STATED GOAL A: From the forum thread on BOINC time estimates, print word for word the part that opens with the words containing "Default is 8" and closes with "Profile Grant (SSSF)".
STATED GOAL B: Proceed with the forum thread on inaccurate BOINC time estimates, writing on from its final sentence.

Why are my 'Remaining' time estimates so far off?

Message boards : Number crunching : Why are my 'Remaining' time estimates so far off?

To post messages, you must log in.

1 · 2 · Next

AuthorMessage
scott

Send message
Joined: 18 Aug 19
Posts: 4
Credit: 2,238,450
RAC: 0
Message 98134 - Posted: 16 Jul 2020, 19:49:26 UTC
Last modified: 16 Jul 2020, 19:50:05 UTC

Hi Everyone!

I have been running BOINC on my desktop, which has a Ryzen 2600 (12-cores @ 3.66) and 16GB of memory, and when I start a task, it estimates that they will take 8-hours to compete, but end up taking about 24 hours to complete.

Why is the estimate so far off of the actual time required? I have linked a screenshot of my BOINC window and the properties of one of the tasks.

https://imgur.com/a/vrkpngV

Thank you for your help!
ID: 98134 · Rating: 0 · rate: Rate + / Rate - Report as offensive    Reply Quote
manalog

Send message
Joined: 8 Apr 15
Posts: 24
Credit: 233,155
RAC: 0
Message 98135 - Posted: 16 Jul 2020, 20:11:33 UTC - in response to Message 98134.  

Which runtime did you set on your preferences?
Default is 8 hours, but you could modified it to one day. The other option is that your computer is taking 24 hours just for the first decoy, but this is very unlikely (in particular given your host's performances)
ID: 98135 · Rating: 0 · rate: Rate + / Rate - Report as offensive    Reply Quote
Profile Grant (SSSF)

Send message
Joined: 28 Mar 20
Posts: 1465
Credit: 14,162,844
RAC: 15,905
Message 98138 - Posted: 16 Jul 2020, 20:43:37 UTC - in response to Message 98134.  

Why is the estimate so far off of the actual time required?
If your system is busy doing things other than processing BOINC work, or you have "Use at most 100% of CPU time" set to anything less than 100% it will take more than 8 hours Runtime to do 8 hours of CPU time. A heavily overcommitted system can take 24 hours to complete one 8 hour Task (or longer).

LISTED ENTRIES:
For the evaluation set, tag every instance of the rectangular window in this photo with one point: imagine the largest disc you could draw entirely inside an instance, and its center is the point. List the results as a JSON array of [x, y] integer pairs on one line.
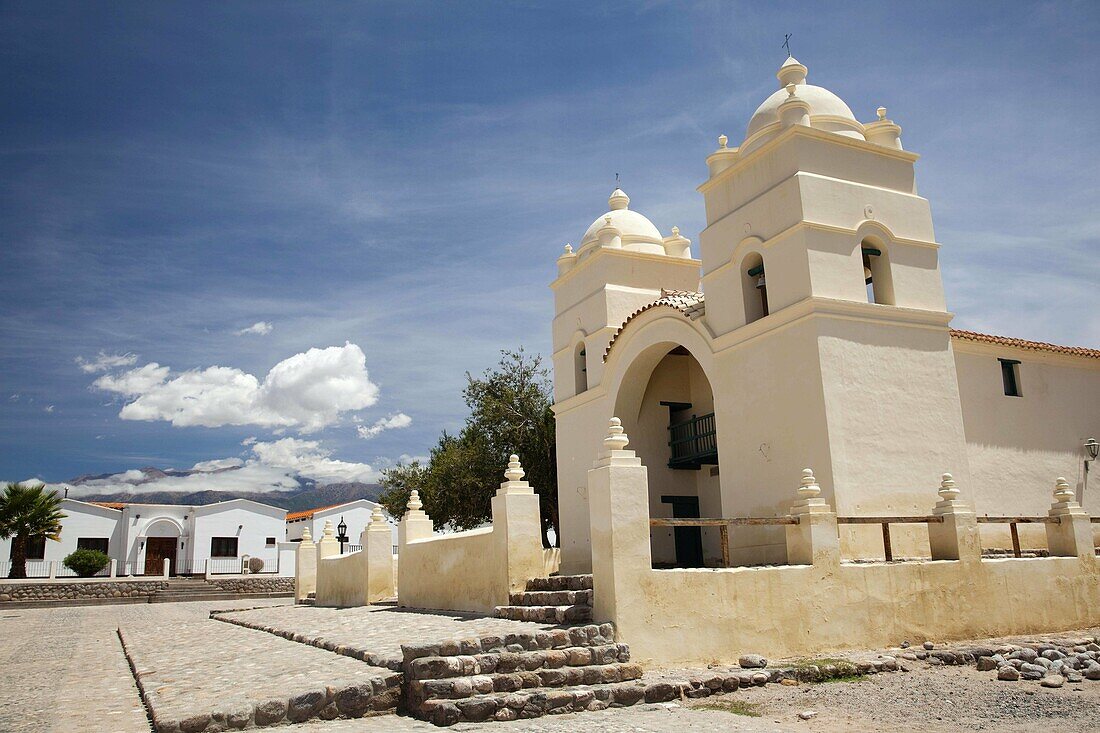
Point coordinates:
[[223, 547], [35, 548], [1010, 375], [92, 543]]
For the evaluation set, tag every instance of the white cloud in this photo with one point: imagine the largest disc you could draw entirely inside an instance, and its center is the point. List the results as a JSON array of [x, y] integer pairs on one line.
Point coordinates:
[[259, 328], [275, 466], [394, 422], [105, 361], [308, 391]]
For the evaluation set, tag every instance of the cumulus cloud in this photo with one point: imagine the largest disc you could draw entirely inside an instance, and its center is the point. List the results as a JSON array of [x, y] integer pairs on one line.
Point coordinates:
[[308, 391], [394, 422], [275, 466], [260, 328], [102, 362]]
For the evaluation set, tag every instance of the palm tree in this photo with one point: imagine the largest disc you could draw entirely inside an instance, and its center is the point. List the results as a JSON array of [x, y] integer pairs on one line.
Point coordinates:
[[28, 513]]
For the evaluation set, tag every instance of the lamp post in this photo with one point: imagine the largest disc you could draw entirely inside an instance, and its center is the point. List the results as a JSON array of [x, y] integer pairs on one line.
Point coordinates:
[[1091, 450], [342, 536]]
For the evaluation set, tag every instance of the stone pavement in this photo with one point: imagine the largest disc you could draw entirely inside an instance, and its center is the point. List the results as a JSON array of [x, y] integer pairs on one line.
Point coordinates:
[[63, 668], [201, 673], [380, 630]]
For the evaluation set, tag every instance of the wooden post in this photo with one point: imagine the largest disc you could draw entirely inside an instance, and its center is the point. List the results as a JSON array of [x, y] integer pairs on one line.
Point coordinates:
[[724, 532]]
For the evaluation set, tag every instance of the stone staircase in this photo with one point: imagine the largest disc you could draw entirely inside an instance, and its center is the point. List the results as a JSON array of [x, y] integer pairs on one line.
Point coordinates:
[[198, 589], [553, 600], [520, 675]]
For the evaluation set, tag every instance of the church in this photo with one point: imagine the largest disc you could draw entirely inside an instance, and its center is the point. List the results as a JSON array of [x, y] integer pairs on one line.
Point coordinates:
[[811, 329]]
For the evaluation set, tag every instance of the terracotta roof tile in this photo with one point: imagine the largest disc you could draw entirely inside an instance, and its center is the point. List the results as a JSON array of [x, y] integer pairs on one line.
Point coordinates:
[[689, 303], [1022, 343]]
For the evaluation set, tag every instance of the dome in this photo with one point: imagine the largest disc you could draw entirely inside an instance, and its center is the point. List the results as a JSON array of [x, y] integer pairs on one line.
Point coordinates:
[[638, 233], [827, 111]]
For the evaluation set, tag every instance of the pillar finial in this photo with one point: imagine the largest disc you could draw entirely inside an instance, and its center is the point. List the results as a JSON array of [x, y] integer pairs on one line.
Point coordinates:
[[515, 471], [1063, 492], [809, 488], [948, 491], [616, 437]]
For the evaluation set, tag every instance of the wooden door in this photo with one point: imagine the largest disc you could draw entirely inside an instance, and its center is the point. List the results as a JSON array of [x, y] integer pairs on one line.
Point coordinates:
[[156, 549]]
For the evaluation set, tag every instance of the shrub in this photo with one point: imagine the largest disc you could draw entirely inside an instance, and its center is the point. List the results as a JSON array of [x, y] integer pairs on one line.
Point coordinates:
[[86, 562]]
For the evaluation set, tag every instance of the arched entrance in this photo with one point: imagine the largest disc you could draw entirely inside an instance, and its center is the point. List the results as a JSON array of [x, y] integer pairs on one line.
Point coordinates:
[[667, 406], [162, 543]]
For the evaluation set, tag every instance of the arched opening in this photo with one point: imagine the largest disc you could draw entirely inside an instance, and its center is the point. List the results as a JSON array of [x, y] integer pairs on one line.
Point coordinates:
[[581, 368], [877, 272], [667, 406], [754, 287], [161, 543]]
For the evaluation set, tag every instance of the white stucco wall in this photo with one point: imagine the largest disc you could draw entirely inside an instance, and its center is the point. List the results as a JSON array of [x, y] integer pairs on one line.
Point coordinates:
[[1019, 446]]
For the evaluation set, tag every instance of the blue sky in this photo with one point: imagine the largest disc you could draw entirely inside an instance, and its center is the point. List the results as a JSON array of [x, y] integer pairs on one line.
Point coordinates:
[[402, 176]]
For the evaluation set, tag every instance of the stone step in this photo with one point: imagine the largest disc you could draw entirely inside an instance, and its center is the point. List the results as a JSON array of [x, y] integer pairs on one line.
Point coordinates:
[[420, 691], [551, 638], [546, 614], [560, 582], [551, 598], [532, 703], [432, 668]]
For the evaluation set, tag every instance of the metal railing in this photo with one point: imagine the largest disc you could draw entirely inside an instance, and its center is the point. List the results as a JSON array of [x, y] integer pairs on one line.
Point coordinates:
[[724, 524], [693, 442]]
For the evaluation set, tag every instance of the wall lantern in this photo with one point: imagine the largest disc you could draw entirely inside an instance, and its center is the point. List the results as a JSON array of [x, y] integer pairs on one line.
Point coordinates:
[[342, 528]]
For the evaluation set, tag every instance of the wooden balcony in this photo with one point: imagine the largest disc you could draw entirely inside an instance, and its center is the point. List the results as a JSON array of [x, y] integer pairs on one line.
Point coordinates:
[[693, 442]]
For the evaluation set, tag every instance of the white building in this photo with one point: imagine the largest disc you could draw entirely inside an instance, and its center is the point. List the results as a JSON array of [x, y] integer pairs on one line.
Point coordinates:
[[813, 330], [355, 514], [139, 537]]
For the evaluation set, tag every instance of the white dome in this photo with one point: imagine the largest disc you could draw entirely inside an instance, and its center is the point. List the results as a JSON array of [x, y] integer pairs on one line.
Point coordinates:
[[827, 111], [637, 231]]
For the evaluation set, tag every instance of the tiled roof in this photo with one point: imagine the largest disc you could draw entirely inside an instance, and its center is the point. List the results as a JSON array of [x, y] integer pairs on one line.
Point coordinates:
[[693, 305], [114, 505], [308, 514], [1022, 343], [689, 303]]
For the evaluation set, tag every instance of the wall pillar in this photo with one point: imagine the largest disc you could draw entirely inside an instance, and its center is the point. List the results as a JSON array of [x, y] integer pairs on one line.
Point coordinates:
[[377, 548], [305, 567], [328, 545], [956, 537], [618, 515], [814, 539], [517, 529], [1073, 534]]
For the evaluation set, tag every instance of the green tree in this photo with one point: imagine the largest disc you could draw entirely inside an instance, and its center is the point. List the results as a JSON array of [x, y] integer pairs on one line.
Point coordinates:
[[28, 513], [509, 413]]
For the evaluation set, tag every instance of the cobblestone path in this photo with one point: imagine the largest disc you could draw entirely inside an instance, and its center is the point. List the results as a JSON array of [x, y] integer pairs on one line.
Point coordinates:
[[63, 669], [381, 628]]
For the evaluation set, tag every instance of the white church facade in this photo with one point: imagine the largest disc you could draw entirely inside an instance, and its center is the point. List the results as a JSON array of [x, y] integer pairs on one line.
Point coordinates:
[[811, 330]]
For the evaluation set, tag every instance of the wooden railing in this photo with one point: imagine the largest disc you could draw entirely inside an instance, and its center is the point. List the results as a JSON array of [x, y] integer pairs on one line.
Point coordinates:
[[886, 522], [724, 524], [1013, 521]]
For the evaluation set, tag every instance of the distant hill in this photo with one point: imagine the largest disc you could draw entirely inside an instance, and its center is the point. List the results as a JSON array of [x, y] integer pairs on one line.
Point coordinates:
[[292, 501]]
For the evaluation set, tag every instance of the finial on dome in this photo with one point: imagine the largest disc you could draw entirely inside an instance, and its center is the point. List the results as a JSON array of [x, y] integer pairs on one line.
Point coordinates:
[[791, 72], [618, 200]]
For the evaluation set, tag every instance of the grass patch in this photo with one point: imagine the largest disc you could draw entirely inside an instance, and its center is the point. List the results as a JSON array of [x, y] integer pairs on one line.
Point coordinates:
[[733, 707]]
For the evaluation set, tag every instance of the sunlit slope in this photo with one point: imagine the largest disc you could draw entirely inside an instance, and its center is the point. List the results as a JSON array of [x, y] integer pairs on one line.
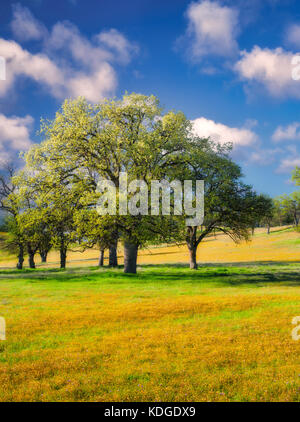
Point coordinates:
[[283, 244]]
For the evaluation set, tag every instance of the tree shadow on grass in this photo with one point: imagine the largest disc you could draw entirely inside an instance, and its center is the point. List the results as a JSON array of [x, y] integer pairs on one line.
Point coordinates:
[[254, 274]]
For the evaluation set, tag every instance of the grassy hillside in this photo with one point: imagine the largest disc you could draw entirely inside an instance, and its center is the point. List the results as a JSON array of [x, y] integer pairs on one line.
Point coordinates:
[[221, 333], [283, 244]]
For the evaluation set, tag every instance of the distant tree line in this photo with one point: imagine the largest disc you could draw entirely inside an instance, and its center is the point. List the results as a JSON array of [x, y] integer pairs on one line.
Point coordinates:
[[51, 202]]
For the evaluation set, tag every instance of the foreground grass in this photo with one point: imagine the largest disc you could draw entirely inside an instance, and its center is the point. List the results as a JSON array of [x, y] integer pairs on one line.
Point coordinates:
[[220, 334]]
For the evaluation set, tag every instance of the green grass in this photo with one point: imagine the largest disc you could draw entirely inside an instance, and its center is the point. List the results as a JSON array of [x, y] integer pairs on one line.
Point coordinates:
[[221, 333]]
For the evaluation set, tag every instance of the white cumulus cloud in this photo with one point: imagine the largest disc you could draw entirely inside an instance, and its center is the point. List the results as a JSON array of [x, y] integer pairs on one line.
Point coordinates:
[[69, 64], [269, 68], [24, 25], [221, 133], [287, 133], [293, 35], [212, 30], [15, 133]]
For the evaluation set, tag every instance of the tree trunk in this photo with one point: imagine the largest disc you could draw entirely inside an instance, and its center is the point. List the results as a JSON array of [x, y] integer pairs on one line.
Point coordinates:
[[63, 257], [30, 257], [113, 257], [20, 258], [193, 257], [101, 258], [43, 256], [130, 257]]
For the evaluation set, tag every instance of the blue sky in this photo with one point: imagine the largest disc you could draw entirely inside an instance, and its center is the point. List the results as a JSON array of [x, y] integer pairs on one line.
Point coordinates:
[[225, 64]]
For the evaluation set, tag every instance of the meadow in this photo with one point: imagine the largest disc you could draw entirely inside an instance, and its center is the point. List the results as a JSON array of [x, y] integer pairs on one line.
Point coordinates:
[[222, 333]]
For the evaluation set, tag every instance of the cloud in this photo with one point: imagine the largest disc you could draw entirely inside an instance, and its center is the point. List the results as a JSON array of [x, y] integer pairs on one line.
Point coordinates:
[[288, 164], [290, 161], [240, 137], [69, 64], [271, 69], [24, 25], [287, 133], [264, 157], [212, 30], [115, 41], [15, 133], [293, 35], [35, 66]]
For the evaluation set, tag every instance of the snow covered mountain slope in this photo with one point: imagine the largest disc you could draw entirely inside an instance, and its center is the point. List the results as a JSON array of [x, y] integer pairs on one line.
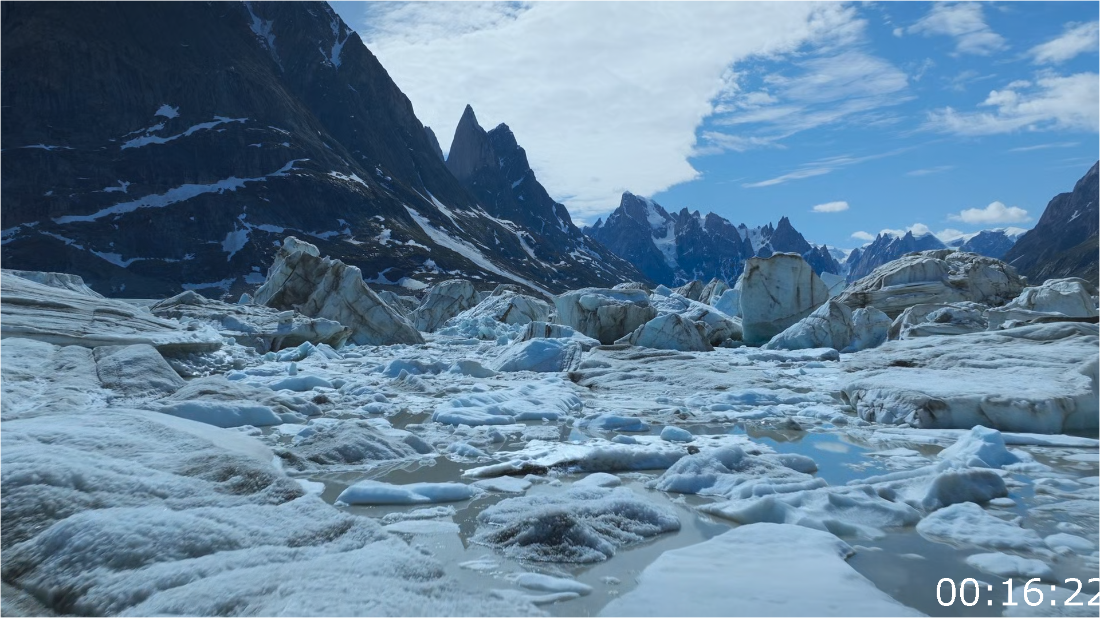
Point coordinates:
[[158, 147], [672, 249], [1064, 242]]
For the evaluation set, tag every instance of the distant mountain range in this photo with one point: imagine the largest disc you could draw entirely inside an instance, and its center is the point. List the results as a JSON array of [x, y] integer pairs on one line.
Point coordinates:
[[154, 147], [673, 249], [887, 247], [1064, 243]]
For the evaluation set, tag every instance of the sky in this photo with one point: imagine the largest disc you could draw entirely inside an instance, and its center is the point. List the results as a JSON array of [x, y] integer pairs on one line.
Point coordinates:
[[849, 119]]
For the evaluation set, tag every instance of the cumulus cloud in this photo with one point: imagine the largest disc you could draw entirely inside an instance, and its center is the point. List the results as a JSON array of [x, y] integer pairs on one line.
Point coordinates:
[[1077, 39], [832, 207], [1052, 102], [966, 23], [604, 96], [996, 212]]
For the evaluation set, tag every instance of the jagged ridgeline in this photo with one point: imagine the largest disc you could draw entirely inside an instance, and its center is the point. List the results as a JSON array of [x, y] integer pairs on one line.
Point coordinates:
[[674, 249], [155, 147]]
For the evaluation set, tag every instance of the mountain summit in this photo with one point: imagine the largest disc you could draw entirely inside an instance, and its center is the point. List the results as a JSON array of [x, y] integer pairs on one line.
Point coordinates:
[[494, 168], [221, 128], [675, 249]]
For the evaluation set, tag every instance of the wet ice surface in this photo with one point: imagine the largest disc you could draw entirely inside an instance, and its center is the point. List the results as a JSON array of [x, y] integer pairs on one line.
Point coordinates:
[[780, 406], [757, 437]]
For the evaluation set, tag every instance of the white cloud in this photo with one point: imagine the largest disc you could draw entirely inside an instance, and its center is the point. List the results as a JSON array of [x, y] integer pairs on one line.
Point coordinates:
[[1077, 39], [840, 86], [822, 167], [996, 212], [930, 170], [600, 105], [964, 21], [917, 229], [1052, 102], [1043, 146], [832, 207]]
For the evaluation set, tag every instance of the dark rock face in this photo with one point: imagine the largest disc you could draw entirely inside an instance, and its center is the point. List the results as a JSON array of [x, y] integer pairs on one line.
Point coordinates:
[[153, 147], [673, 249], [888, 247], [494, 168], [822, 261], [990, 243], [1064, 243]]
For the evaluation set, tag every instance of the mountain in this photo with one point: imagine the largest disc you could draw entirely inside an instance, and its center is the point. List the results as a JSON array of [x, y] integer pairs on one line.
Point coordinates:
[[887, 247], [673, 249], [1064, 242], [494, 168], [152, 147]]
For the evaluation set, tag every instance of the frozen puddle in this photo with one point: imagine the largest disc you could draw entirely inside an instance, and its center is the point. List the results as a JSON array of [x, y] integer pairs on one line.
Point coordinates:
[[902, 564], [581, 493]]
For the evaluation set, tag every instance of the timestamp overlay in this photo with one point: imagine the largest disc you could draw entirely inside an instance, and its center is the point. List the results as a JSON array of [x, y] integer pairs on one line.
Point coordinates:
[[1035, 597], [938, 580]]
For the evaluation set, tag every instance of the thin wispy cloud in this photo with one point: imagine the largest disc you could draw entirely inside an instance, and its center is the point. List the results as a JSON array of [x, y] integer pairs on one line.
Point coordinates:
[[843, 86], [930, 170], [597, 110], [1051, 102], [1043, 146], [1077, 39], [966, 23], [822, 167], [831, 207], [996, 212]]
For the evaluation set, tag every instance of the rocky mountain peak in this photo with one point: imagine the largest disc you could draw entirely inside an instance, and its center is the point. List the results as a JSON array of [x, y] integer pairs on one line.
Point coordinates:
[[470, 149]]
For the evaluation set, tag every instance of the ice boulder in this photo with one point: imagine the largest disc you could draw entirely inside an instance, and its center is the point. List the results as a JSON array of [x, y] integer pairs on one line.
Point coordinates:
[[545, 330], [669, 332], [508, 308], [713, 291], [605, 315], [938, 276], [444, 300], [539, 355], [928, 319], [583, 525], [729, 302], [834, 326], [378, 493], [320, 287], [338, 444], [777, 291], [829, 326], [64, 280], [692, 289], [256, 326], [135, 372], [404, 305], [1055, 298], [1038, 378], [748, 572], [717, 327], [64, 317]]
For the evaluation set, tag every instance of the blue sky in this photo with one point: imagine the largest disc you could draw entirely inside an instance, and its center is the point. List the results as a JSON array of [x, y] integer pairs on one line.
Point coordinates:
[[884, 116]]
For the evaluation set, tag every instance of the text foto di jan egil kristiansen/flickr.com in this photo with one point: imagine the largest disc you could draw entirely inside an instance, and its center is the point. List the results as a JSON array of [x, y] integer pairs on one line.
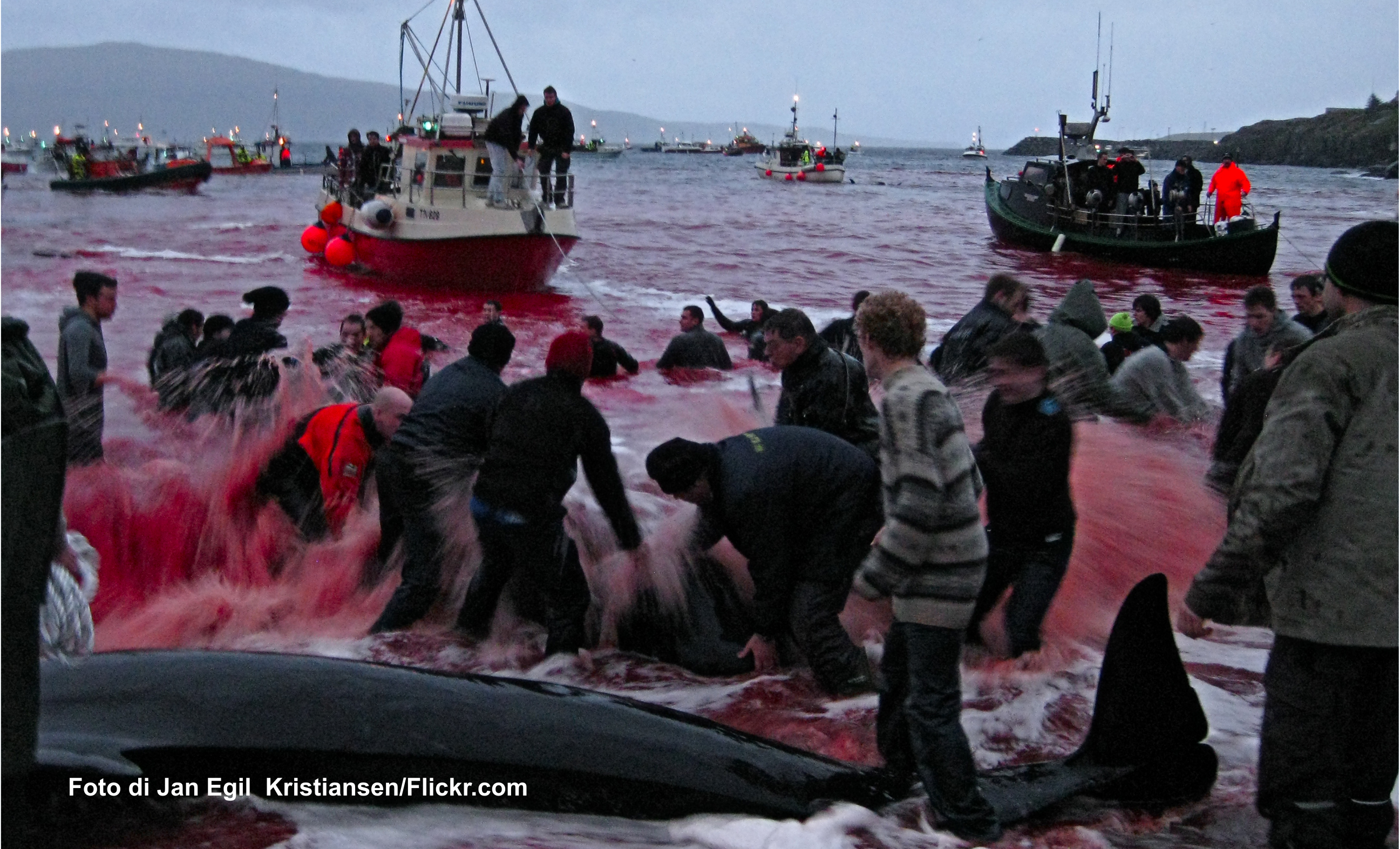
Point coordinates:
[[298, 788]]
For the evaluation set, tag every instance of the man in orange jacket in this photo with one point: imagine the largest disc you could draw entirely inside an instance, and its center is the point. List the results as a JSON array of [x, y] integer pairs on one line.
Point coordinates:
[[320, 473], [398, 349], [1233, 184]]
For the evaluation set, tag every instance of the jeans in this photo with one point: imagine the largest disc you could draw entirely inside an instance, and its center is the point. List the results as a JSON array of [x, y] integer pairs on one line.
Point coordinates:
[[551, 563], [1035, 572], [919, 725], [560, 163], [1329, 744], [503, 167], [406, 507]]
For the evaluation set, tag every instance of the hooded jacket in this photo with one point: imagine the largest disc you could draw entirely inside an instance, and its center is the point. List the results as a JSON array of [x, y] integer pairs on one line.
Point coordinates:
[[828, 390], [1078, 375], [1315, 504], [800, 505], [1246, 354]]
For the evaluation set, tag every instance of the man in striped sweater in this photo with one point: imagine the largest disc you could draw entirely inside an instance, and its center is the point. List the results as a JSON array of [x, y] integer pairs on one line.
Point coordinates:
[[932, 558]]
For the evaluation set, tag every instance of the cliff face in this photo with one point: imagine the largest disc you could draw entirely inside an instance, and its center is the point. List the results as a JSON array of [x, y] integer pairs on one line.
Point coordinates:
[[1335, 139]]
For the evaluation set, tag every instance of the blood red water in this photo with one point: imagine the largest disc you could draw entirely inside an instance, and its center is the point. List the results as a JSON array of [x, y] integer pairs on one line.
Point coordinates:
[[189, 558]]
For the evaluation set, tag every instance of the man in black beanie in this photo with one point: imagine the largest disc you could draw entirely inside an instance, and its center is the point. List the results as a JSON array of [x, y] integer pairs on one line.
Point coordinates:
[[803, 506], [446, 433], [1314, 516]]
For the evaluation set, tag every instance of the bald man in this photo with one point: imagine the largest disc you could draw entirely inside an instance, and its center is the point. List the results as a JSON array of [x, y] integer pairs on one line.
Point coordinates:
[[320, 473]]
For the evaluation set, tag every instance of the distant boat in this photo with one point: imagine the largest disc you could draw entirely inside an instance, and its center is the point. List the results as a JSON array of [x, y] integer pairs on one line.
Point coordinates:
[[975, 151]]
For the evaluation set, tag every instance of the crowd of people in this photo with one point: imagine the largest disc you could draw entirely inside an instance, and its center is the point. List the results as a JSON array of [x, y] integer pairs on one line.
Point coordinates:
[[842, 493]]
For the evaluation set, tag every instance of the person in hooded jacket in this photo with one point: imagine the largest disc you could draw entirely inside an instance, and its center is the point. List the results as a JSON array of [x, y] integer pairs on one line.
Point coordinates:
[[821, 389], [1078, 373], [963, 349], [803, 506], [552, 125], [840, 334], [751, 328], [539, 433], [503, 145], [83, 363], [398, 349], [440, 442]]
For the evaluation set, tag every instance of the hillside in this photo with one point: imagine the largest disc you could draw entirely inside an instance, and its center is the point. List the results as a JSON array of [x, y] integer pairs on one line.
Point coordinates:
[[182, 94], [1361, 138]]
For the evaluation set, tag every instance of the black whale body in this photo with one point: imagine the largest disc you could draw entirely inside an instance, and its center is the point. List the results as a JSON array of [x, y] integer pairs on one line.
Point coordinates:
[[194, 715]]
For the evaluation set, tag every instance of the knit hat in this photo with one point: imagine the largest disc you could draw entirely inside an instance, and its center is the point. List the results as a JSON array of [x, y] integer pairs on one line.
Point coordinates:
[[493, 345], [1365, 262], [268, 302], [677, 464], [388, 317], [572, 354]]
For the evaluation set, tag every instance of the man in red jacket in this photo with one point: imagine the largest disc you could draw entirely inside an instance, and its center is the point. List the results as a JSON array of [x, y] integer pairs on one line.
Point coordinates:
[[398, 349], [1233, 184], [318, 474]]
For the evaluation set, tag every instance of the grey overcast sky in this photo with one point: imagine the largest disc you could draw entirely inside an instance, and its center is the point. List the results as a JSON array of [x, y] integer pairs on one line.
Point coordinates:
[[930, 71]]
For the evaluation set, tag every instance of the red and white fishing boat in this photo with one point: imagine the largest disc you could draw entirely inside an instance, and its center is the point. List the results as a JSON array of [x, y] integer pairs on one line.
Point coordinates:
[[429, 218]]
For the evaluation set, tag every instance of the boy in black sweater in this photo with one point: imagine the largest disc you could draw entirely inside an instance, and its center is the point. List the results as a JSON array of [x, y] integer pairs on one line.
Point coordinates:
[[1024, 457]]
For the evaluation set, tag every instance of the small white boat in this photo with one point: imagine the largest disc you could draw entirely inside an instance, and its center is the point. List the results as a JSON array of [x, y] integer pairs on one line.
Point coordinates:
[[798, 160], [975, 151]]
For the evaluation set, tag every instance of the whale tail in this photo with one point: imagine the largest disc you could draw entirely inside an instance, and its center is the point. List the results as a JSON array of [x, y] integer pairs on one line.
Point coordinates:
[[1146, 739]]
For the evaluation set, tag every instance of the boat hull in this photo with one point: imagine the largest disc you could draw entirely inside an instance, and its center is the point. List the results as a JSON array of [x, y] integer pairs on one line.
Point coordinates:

TASK OUTPUT A:
Default is 8 hours, but you could modified it to one day. The other option is that your computer is taking 24 hours just for the first decoy, but this is very unlikely (in particular given your host's performances)
ID: 98135 · Rating: 0 · rate: Rate + / Rate - Report as offensive    Reply Quote
Profile Grant (SSSF)

TASK OUTPUT B:
However in your case there is no sign of any recently completed work in your Task list, so it's not possible to see if that is the case here.


I have linked a screenshot of my BOINC window and the properties of one of the tasks.
And it shows a group of Tasks that have just started processing (3min down) and 8 hours to go, which is what i would expect.
Grant
Darwin NT
ID: 98138 · Rating: 0 · rate: Rate + / Rate - Report as offensive    Reply Quote
CIA

Send message
Joined: 3 May 07
Posts: 100
Credit: 21,059,812
RAC: 0
Message 98164 - Posted: 17 Jul 2020, 17:18:35 UTC - in response to Message 98134.  
Last modified: 17 Jul 2020, 17:20:58 UTC

Just as a heads up, you are running an older version of BOINC. I suggest you download the current version. https://boinc.berkeley.edu/download_all.php
ID: 98164 · Rating: 0 · rate: Rate + / Rate - Report as offensive    Reply Quote
Profile Grant (SSSF)

Send message
Joined: 28 Mar 20
Posts: 1465
Credit: 14,162,844
RAC: 15,905
Message 98190 - Posted: 17 Jul 2020, 23:20:01 UTC

OK, looking at the results- you aren't using the default Target CPU time which is 8 hours, you've set it to 24 hours. The Estimated times (as i understand it) were meant to be determined now by your Targe CPU time.
However it would appear that they are set to the default CPU time (8 hours). As you process & return work, then those Estimated times will eventually end up matching the actual processing time. But it will take a while.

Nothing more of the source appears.